§ **WORK REQUIRED**:
Return the listing below line for line, unchanged, omitting the pictures.

§ **DATASET ENTRIES**:
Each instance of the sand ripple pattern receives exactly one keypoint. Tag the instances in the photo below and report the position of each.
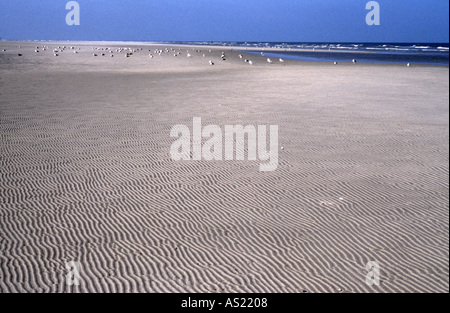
(88, 178)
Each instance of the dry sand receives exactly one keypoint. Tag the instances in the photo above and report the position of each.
(86, 174)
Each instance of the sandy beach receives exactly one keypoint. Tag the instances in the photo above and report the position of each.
(87, 176)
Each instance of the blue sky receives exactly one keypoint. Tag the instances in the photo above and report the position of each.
(227, 20)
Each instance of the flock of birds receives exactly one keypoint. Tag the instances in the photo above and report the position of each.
(130, 51)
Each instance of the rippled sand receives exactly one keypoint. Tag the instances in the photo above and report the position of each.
(86, 174)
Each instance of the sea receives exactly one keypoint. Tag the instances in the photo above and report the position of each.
(414, 53)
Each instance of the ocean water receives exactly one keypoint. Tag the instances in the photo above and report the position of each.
(414, 53)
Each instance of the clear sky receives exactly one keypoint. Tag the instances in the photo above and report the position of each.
(227, 20)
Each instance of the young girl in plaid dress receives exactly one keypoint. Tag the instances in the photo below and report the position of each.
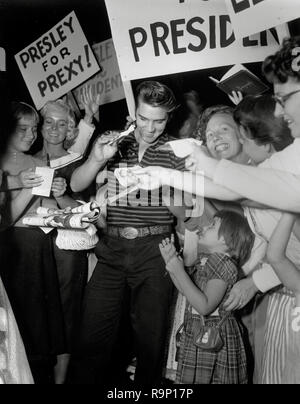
(228, 241)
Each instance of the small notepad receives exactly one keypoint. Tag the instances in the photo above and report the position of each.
(45, 188)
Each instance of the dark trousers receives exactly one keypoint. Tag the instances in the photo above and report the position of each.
(72, 271)
(123, 264)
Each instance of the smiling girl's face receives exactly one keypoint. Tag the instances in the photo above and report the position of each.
(25, 133)
(222, 137)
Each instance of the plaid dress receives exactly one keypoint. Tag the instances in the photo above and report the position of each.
(198, 366)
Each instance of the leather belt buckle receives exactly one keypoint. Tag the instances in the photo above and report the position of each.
(129, 232)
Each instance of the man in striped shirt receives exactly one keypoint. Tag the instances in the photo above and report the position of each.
(128, 253)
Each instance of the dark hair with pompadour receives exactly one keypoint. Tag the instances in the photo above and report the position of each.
(156, 94)
(237, 234)
(279, 67)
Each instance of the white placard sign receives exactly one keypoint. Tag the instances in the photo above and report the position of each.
(252, 16)
(57, 62)
(108, 82)
(155, 37)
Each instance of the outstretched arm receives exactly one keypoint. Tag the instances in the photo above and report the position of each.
(101, 152)
(193, 183)
(269, 186)
(276, 253)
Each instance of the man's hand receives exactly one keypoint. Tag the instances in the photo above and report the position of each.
(200, 160)
(59, 186)
(241, 294)
(129, 121)
(151, 177)
(91, 103)
(236, 97)
(102, 149)
(28, 178)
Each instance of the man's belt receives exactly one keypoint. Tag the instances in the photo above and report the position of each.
(131, 233)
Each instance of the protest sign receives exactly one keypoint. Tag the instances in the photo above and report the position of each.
(57, 62)
(108, 82)
(252, 16)
(2, 60)
(154, 37)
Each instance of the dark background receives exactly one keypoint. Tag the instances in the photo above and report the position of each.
(23, 21)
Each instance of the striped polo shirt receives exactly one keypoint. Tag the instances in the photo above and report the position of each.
(141, 207)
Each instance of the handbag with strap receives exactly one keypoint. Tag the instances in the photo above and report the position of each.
(210, 338)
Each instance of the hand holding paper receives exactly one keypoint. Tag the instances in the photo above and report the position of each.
(144, 178)
(137, 176)
(59, 186)
(47, 175)
(29, 179)
(103, 150)
(182, 147)
(196, 161)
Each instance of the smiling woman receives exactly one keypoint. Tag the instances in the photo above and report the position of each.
(221, 134)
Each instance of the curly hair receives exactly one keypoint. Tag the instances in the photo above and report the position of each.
(18, 110)
(256, 115)
(278, 67)
(208, 113)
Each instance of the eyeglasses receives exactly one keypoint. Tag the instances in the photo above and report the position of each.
(282, 99)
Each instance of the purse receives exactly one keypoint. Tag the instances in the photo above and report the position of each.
(210, 338)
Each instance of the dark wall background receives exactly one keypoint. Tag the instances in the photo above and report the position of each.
(23, 21)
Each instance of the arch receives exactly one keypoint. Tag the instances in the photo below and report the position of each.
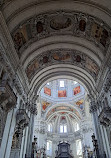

§ **EXERCISE ANSWER**:
Each instance of the sand ripple pattern receives exactly one keypoint. Tag the instances in the photo below and report the position of each.
(88, 178)
Each instance of the dry sand receives exactly one keypoint. Tag the instances in the photo above and report the position of each.
(86, 174)
Each instance of the sandy beach receives exactly one keypoint. Tag the instances in the photo above and report the position of each.
(87, 176)
Each instance of the blue sky receives exactly one keypoint. Tag the instances in the photo above and report the position of each.
(227, 20)
Each instance of the flock of birds receives exactly one keypoint. Tag the instances in the photo above and report the position of each.
(130, 51)
Each instance of the rippled sand receives exactly one keypoint. Tag the instances in the photo above and report the position of each.
(86, 174)
Each instance of the sea receives exactly one keypoint. Tag the instances in the photo above and report the position of each.
(414, 53)
Each instance of the ocean water receives exactly one keypoint. Tag the instances in the photo above and report the position of each.
(414, 53)
Each instance of the clear sky receives exactly one keypoint. Tag the instances in the photo above and report the position of each.
(227, 20)
Each instance of the young girl in plaid dress receives exactly one keypoint. Tag the instances in the photo below and report the position of each.
(228, 241)
Each instance of the small notepad receives exactly one keypoint. Tag the instances in the photo above and report the position of each.
(45, 188)
Each instance of the dark trousers receives exactly one keypoint. Tag the instances in the photo above and report the position of each.
(72, 271)
(123, 264)
Each instance of the smiling girl's face receives exactly one keypoint. Tag the instances in the photo above and report the position of each.
(25, 133)
(222, 137)
Each instance of the plaid dress receives exactly one keypoint. Tag the instances in the photo above and report the position of each.
(198, 366)
Each instance of the leather belt buckle receives exactly one keypoint. Tag the instances in the photo above and report the position of each.
(129, 232)
Each instance of the man in striped shirt receives exactly one keypoint. Tag the instances in the photo above and report the position of each.
(128, 253)
Each instance of the dark hair with pompadour receives exactly one keypoint. Tag the instances in the photo above and report the position of each.
(156, 94)
(237, 234)
(279, 67)
Each instance of the white placard sign receives exactly one keypoint. Tag the instances in the photo above and report the position of each.
(252, 16)
(57, 62)
(108, 82)
(155, 37)
Each instance of the outstretched arm receives exactly one keypoint. Tag the instances in the photo above and report the position of each.
(101, 152)
(193, 183)
(269, 186)
(276, 253)
Each instance of the man's hand receives exactly one keypoint. Tag the instances in the photo above and report the position of each.
(200, 160)
(59, 186)
(241, 294)
(129, 121)
(151, 177)
(91, 103)
(236, 97)
(102, 149)
(28, 178)
Each instance of the man's belt receives exactly one keypoint. Tag the instances in the photo above and report the position of each.
(131, 233)
Each instance of the protest sign receives exactly one keypoint. Tag the instances in the photo above and report the position of each.
(57, 62)
(108, 82)
(252, 16)
(2, 60)
(154, 37)
Each instance of the dark background receives exactly one keypoint. Tag the instances in the photo above and report the position of each.
(23, 21)
Each instance of the striped polo shirt receives exactly one keypoint. Tag the instances in the photo above and report the position of each.
(141, 207)
Each instance of the handbag with strap receives exactly one keypoint. Tag the instances in the photo above and report the position of each.
(210, 338)
Each instance of the hand holding paper receives exactly one keypoint. Tag the instances in the photo above and report the position of each.
(144, 178)
(137, 176)
(59, 186)
(47, 175)
(29, 179)
(103, 150)
(182, 147)
(196, 161)
Each instance of the smiling woman receives exactly one keypoint. Tag the instances in the photo above and report the position of each.
(221, 134)
Each instance of the curly hair receives exactly one keypoint. Tag the instances in the photo above and report the position of each.
(18, 110)
(256, 115)
(278, 67)
(208, 113)
Each instance of the eyeglasses receives exactly one keypoint. Tag the instances in the photo above and report the position of each.
(282, 99)
Each instance of the purse receives exactly one keypoint. Tag the instances in the photo above and report the position of each.
(210, 338)
Each instance of the dark wall background receives exactly one keypoint. Tag the instances in the photo above and report the position of each.
(23, 21)
Each instance of the arch receives exactly one keypoint. Tag the instances in the photo below and report the position of each.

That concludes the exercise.